Begin Provided data

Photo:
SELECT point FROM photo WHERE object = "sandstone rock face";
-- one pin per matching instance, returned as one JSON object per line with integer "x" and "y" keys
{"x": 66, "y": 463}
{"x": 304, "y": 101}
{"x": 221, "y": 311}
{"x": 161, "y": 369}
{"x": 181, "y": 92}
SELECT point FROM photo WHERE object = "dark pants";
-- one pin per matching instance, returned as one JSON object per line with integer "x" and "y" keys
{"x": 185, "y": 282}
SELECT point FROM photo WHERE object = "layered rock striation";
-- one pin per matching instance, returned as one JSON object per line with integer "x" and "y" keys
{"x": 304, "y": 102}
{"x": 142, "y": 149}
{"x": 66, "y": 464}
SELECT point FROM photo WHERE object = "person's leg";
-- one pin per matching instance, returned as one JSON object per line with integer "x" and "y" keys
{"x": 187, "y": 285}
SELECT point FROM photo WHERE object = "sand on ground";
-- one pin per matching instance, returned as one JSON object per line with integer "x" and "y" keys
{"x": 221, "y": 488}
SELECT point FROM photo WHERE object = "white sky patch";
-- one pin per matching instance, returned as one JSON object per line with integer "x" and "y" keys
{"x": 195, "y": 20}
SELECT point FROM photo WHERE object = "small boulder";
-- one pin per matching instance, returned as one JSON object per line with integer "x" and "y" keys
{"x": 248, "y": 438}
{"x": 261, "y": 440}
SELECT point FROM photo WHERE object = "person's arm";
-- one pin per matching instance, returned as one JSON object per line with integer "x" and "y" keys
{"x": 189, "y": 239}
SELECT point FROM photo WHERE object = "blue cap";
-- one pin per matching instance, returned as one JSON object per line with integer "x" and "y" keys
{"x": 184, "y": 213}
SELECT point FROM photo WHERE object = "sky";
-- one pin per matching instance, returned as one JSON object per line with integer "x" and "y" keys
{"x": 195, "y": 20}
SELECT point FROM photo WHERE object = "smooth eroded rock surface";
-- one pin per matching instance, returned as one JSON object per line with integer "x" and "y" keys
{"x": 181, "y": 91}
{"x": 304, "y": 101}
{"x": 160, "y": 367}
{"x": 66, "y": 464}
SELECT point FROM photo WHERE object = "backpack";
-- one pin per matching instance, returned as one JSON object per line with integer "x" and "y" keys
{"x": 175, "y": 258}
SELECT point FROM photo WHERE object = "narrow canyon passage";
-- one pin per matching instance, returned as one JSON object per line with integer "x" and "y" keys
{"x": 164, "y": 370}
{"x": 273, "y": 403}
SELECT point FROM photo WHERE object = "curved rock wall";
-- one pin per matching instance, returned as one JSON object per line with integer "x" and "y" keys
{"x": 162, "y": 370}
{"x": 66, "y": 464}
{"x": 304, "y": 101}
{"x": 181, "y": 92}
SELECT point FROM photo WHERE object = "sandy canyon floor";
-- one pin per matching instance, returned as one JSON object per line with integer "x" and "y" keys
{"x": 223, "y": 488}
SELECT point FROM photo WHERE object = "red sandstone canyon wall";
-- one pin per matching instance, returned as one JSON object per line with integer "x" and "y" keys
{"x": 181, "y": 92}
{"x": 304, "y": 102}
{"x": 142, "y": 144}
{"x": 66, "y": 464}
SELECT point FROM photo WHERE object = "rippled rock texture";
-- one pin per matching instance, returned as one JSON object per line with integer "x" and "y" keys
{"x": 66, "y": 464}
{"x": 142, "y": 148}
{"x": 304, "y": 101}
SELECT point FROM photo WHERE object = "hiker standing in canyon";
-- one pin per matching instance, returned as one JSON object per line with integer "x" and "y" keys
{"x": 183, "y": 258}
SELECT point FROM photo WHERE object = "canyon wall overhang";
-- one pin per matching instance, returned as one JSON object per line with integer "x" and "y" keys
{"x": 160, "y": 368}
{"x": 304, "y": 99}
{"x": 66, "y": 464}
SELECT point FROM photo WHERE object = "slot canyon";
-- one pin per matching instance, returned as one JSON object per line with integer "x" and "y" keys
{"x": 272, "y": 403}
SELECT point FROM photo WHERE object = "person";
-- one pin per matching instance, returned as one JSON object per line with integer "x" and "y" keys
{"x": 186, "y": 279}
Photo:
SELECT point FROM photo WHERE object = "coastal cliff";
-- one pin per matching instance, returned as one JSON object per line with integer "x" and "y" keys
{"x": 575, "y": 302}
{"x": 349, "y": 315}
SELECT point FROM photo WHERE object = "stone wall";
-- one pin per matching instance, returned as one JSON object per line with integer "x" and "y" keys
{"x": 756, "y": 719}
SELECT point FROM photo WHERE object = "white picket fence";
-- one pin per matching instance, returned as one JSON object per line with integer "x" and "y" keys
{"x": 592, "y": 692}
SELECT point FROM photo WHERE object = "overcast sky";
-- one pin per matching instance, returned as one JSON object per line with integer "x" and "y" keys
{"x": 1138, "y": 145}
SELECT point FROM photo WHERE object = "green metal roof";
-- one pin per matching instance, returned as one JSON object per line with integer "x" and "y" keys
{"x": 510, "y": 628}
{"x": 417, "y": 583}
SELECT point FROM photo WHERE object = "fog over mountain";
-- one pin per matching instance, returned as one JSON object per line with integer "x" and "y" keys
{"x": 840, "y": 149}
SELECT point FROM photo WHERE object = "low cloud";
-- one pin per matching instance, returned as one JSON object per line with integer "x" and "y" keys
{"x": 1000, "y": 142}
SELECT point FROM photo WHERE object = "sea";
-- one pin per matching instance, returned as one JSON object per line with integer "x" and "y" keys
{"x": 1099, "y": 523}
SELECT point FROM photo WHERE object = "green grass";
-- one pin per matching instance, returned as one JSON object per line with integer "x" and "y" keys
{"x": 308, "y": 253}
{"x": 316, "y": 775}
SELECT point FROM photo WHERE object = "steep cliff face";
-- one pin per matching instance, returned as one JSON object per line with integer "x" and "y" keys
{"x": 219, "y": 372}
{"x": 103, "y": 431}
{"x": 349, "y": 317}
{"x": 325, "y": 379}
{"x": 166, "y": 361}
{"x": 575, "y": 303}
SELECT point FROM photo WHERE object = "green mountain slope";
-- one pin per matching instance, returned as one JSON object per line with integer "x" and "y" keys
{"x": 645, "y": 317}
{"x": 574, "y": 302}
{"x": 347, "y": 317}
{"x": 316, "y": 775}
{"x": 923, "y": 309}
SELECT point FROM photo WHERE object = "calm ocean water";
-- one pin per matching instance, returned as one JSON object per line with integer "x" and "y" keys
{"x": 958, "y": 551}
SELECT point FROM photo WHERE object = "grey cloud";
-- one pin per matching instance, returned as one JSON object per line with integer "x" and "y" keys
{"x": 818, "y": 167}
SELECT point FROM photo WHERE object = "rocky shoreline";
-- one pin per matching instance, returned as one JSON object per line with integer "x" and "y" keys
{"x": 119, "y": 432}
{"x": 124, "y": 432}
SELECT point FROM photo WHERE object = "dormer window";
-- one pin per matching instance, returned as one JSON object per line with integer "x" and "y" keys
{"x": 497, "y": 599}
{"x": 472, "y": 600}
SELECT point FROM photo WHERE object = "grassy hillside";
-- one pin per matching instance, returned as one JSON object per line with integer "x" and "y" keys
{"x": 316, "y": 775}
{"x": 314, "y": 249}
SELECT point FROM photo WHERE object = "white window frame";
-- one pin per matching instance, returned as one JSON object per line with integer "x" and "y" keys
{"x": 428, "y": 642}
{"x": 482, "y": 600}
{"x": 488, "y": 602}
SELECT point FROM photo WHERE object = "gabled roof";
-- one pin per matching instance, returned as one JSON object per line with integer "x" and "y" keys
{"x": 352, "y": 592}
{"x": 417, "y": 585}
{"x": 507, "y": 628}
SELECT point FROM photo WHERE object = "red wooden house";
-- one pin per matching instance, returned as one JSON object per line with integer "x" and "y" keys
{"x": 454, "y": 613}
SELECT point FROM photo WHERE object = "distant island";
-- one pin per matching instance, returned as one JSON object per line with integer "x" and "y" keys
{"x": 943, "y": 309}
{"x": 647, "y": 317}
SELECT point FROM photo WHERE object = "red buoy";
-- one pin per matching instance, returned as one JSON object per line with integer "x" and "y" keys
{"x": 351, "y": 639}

End Provided data

### Set exercise
Which lines in the rows above contain the string "person"? Gather every one of them, treating uppercase and lowercase as different.

### The response
SELECT point FROM photo WHERE object = "person's leg";
SELECT point FROM photo WHERE object = "person's arm";
SELECT point FROM photo WHERE object = "person";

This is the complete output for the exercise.